== Action item ==
Change every "rough mask" in the rows below to "coarse mask" and write all the rows out again with nothing else altered. Leave the pictures out.
*** Opening Data for processing ***
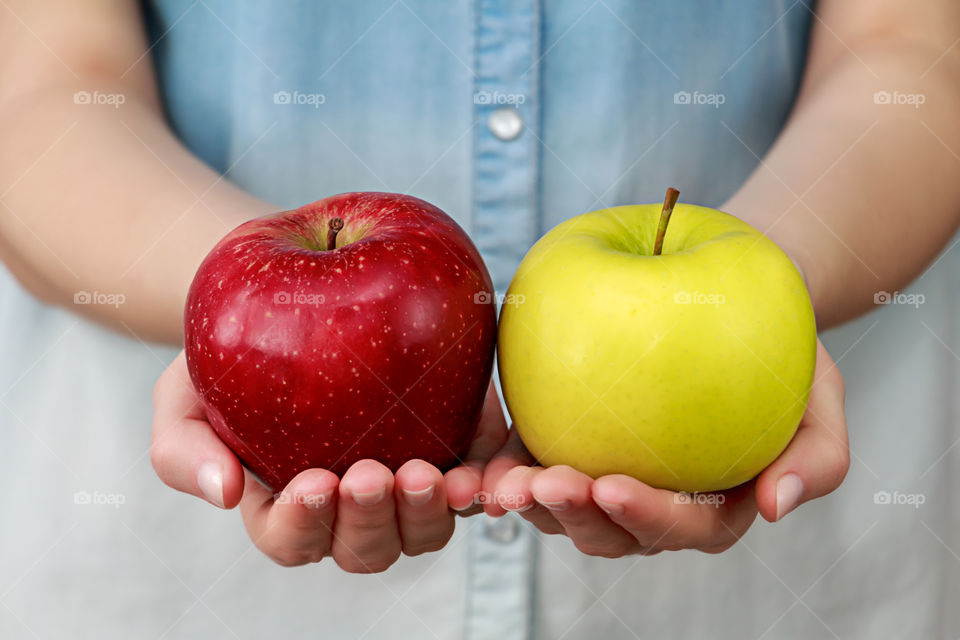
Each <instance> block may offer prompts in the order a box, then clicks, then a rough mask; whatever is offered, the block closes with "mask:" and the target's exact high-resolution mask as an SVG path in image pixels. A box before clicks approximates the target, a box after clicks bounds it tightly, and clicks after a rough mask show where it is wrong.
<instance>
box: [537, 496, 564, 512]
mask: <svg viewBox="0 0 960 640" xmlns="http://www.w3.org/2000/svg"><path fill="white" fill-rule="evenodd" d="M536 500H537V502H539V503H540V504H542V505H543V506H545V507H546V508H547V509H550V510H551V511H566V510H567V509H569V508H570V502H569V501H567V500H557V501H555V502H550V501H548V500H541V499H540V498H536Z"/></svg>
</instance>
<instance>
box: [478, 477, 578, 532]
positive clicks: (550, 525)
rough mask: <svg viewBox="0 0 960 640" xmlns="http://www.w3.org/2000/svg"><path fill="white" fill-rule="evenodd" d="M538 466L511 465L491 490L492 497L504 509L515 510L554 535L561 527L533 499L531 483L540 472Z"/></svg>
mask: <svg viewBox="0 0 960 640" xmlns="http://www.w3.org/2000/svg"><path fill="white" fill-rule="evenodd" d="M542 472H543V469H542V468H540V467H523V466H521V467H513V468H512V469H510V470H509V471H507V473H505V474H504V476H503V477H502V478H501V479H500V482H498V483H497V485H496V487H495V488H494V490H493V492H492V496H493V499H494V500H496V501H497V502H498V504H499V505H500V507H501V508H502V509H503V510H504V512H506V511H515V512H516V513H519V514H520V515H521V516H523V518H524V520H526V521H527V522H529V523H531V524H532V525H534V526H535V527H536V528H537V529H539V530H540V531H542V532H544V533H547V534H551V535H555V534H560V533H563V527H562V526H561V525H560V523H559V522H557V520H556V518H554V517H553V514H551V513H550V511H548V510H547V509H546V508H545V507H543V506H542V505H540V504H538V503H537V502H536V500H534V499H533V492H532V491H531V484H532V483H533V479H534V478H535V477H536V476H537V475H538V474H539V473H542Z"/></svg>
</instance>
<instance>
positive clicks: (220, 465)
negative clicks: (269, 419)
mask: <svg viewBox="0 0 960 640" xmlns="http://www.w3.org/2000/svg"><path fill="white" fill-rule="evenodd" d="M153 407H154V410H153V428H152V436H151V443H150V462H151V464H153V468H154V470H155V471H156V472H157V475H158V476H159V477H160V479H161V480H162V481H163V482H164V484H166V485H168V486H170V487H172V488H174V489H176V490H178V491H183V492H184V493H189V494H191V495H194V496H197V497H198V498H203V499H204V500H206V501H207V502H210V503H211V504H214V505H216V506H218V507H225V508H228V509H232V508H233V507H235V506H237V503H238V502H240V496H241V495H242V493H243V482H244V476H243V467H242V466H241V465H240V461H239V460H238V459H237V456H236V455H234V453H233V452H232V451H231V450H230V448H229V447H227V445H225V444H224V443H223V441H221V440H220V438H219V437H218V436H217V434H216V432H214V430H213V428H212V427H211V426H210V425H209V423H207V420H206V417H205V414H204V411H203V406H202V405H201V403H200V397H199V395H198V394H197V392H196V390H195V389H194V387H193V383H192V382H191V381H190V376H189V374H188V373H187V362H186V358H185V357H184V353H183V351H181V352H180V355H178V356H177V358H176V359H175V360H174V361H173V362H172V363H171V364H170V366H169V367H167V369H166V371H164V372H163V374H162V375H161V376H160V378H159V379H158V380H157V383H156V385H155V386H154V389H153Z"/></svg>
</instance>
*** Closing Data for processing ***
== Your response ==
Each <instance> block may offer prompts in the order a box, then clicks, then a coarse mask; whatever is offered, the block closes with "mask:" and the target's exact high-resolution mask as an SVG path in image pixels. A box before clicks approximates the target, a box after clicks bounds it tightly, and clicks after a coarse mask show where it is wrong.
<instance>
box: [537, 496, 564, 512]
mask: <svg viewBox="0 0 960 640" xmlns="http://www.w3.org/2000/svg"><path fill="white" fill-rule="evenodd" d="M536 500H537V502H539V503H540V504H542V505H543V506H545V507H546V508H547V509H550V510H551V511H566V510H567V509H569V508H570V502H569V501H567V500H557V501H555V502H550V501H548V500H541V499H540V498H536Z"/></svg>
</instance>
<instance>
box: [478, 477, 578, 532]
positive clicks: (550, 525)
coarse mask: <svg viewBox="0 0 960 640" xmlns="http://www.w3.org/2000/svg"><path fill="white" fill-rule="evenodd" d="M538 466L511 465L491 490L492 497L504 509L515 510L554 535L561 527L533 499L531 483L540 472Z"/></svg>
mask: <svg viewBox="0 0 960 640" xmlns="http://www.w3.org/2000/svg"><path fill="white" fill-rule="evenodd" d="M542 472H543V469H542V468H540V467H523V466H521V467H513V468H512V469H510V470H509V471H507V473H505V474H504V476H503V477H502V478H501V479H500V482H498V483H497V485H496V487H495V488H494V490H493V492H492V496H493V499H494V500H496V501H497V502H498V504H499V505H500V507H501V508H502V509H503V510H504V512H506V511H515V512H516V513H519V514H520V515H521V516H523V518H524V520H526V521H527V522H529V523H531V524H532V525H534V526H535V527H536V528H537V529H539V530H540V531H542V532H544V533H547V534H551V535H555V534H560V533H563V527H562V526H561V525H560V523H559V522H557V520H556V518H554V517H553V514H551V513H550V511H548V510H547V509H546V508H545V507H543V506H542V505H540V504H538V503H537V502H536V500H534V499H533V492H532V491H531V484H532V483H533V479H534V478H535V477H536V476H537V475H538V474H539V473H542Z"/></svg>
</instance>
<instance>
positive clicks: (220, 465)
negative clicks: (269, 419)
mask: <svg viewBox="0 0 960 640" xmlns="http://www.w3.org/2000/svg"><path fill="white" fill-rule="evenodd" d="M153 407H154V410H153V428H152V436H151V443H150V462H151V464H153V468H154V470H155V471H156V472H157V475H158V476H159V477H160V479H161V480H162V481H163V482H164V484H166V485H168V486H170V487H172V488H174V489H176V490H178V491H183V492H184V493H189V494H191V495H194V496H197V497H198V498H203V499H204V500H206V501H207V502H210V503H211V504H214V505H216V506H218V507H225V508H228V509H232V508H233V507H235V506H237V503H238V502H240V496H241V495H242V493H243V482H244V476H243V467H242V466H241V465H240V461H239V460H238V459H237V456H236V455H234V453H233V452H232V451H231V450H230V448H229V447H227V445H225V444H224V443H223V441H221V440H220V438H219V437H218V436H217V434H216V432H214V430H213V428H212V427H211V426H210V425H209V423H207V420H206V417H205V414H204V411H203V406H202V405H201V403H200V397H199V395H198V394H197V392H196V390H195V389H194V387H193V383H192V382H191V381H190V376H189V374H188V373H187V362H186V358H185V357H184V353H183V351H181V352H180V355H178V356H177V358H176V359H175V360H174V361H173V362H172V363H171V364H170V366H169V367H167V369H166V371H164V372H163V374H162V375H161V376H160V378H159V379H158V380H157V383H156V385H155V386H154V389H153Z"/></svg>
</instance>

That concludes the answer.